--- Description of the task ---
Copy out the data below verbatim.

--- Source material ---
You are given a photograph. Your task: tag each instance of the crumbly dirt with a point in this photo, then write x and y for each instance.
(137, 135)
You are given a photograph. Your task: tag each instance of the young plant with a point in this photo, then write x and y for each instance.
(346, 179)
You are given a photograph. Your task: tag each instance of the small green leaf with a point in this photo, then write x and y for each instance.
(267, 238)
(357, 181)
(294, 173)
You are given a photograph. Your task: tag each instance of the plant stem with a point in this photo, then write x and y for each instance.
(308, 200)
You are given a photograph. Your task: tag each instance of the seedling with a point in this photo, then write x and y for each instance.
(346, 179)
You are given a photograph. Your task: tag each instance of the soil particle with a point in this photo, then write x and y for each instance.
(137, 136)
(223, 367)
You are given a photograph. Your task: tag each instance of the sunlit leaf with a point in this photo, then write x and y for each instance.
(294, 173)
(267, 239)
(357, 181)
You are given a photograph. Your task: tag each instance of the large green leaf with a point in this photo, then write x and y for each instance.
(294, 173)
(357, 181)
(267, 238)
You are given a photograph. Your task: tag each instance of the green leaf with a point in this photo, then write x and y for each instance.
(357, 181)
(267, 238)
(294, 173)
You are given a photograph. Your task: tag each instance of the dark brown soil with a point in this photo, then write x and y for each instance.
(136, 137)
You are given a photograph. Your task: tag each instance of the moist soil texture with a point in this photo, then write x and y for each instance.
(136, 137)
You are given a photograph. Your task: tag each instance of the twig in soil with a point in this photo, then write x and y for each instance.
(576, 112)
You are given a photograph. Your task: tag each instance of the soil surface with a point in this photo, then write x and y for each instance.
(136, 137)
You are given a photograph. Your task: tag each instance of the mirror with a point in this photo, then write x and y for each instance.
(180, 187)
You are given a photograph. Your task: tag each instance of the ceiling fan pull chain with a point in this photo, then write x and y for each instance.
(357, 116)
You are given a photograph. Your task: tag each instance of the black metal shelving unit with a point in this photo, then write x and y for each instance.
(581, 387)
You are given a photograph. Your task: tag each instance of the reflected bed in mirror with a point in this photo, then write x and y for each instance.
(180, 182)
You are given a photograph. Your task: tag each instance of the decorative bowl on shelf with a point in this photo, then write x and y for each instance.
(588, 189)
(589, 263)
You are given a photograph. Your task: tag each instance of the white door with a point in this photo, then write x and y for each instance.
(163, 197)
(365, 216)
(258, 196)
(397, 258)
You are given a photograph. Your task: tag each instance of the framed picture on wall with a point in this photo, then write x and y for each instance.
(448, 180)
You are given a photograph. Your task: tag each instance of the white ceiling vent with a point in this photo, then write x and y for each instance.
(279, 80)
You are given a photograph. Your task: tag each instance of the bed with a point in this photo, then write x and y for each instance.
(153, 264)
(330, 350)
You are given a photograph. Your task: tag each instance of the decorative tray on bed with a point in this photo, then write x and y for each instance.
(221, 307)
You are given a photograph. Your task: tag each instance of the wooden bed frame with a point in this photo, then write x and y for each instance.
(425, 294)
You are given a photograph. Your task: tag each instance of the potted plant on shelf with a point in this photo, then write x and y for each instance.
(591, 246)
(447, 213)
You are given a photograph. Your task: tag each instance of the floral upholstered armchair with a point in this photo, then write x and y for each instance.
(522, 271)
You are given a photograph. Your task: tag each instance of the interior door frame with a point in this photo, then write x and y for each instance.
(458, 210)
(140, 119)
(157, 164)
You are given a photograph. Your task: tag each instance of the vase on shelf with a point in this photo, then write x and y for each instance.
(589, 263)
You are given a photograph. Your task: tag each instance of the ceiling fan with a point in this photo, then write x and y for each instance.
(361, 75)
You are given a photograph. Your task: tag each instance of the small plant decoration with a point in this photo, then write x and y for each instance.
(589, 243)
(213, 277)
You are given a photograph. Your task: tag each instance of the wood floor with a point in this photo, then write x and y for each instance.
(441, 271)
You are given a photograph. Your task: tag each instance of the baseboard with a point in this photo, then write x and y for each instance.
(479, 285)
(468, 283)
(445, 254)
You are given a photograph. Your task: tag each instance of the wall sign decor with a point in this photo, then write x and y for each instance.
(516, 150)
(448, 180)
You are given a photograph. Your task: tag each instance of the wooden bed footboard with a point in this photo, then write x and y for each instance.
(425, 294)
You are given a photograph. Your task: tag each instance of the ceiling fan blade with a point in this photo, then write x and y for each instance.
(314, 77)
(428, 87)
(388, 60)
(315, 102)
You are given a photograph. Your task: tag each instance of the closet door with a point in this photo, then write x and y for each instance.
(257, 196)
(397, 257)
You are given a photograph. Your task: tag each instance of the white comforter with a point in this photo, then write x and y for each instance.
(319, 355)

--- Output for this exercise ---
You are given a photograph. Your task: tag each instance of the crumbly dirt with a point in this photo, then write x and y for each instance.
(137, 135)
You are given a photograph. Your task: tag each instance of the young plant with a point in this photo, then write x and y for each instance.
(346, 179)
You are given a photograph. Your task: tag each instance of the small green leaf with a point in this photo, then write x and y for each instance.
(267, 238)
(357, 181)
(294, 173)
You are given a photograph. Your task: tag each instance of the plant stem with a point in this photo, then write x and y for each instance.
(308, 200)
You are given a photograph. Your task: tag each instance of the seedling with a point in this photo, then write x and y for each instance.
(346, 179)
You are given a photograph. Your task: tag each instance of the soil particle with a point in this photo, then write x and y for each instance.
(137, 136)
(223, 367)
You are given a photograph. Your task: tag each instance of the sunlit leaf with a point in this photo, then write x and y for each instance.
(294, 173)
(267, 239)
(357, 181)
You are given a photograph. Your task: tag each instance of the large green leaf with a point in this photo, then write x and y for each instance.
(294, 173)
(357, 181)
(267, 238)
You are given a photograph. Your task: tag each instance of the green leaf with a point in this photo, then write x and y for each instance.
(357, 181)
(267, 238)
(294, 173)
You are given a photograph. Your task: tag each instance of the dark brown soil with a point in this photo, then write x and y for each instance.
(136, 137)
You are given a photograph. Your task: tag each instance of the moist soil texture with a point in this photo, then write x and y for each instance.
(136, 137)
You are given a photograph. Your task: tag each instance of the twig in soil with a point in this photo, then write x and y for each instance.
(576, 112)
You are given a photograph. Your task: tag each instance of the soil surface with a point in this photo, then write x and y for each instance.
(136, 137)
You are given a photograph. Your task: tag each instance of the mirror with a point in this photo, then write x and y for each instance.
(180, 187)
You are given a photograph. Your task: tag each instance of the ceiling fan pull chain with a point in this photo, then write x and y for each instance.
(357, 116)
You are given a photograph. Your task: tag each instance of the black metal shelving unit with a point in this photo, then write x and y for each instance.
(581, 387)
You are given a photograph. Your task: tag each instance of the reflected bed in mirror with a point in this photo, then write x and y for each instance.
(180, 182)
You are given a photograph. Your task: tag each instance of the decorative bowl on shelf with a point in this photo, then write x and y for each instance.
(588, 189)
(589, 263)
You are given a photograph. Your task: tag each instance of the white door with a point in this photo, then write x and y for each instance.
(163, 197)
(365, 216)
(258, 196)
(397, 258)
You are given a photograph. Your task: tag each instance of the framed picture on wall with a point in this photo, then write x and y for each instance.
(448, 180)
You are given a photograph. Your task: tag each instance of the white ceiling vent with a point in this photo, then write x and y for each instance.
(279, 80)
You are given a photograph. Your task: tag each instance of the bed with a point in this photo, then write x and y for each instance.
(153, 264)
(330, 350)
You are given a photograph. Your task: tag each instance of the decorative tray on bed with a point in this photo, then write x and y for each instance.
(221, 307)
You are given a photograph. Your task: tag each instance of the wooden bed frame with a point in this photo, then write x and y for each instance.
(425, 294)
You are given a photograph. Your task: tag each instance of the potted plant on shelf with a point in this photo, then write x and y for each instance.
(591, 246)
(447, 213)
You are given a photograph. Your task: tag each instance of the floral upholstered armchair with a point in this photo, then write x and y for each instance.
(522, 271)
You are given a photograph. Your task: tag each instance of the interior door frame with a point in this photo, then write x and y for each instance.
(458, 210)
(140, 119)
(157, 164)
You are given a photograph. Your task: tag each instance of the vase on shelf with a point in this photo, then write x and y for each instance.
(589, 263)
You are given a photograph. Your task: tag each instance of the ceiling fan with a point in this photo, then write x and y for each instance.
(361, 75)
You are given a photograph. Your task: tag each instance of the small plant decoration with a point in this photo, then write x and y for each instance.
(589, 243)
(213, 277)
You are given a photograph. Your task: tag each instance of the wood floor with a point in this photo, then write x and y for each instance.
(441, 271)
You are given a photograph. Your task: tag each instance of the baseboard with a point in this photo, then write x and y for each instance.
(479, 285)
(468, 283)
(445, 254)
You are given a photograph. Your task: tag each instance of the wall sign decor with a point in this photo, then write x and y for each instance.
(516, 150)
(448, 180)
You are given a photograph. Your task: tag each instance of the wooden bed footboard with a point in this photo, then write x and y for each instance.
(425, 294)
You are given a photograph. Your task: tag each instance of the ceiling fan blade with a point in this photo, then write x and y for each instance.
(314, 77)
(428, 87)
(388, 60)
(315, 102)
You are given a photograph. Your task: tag each instance of the closet door with a point in this photo, then write x and y for each instance.
(257, 196)
(397, 257)
You are given a photograph. Your task: tag each instance of the white comforter with a point in this photo, then write x and y for each instance.
(319, 355)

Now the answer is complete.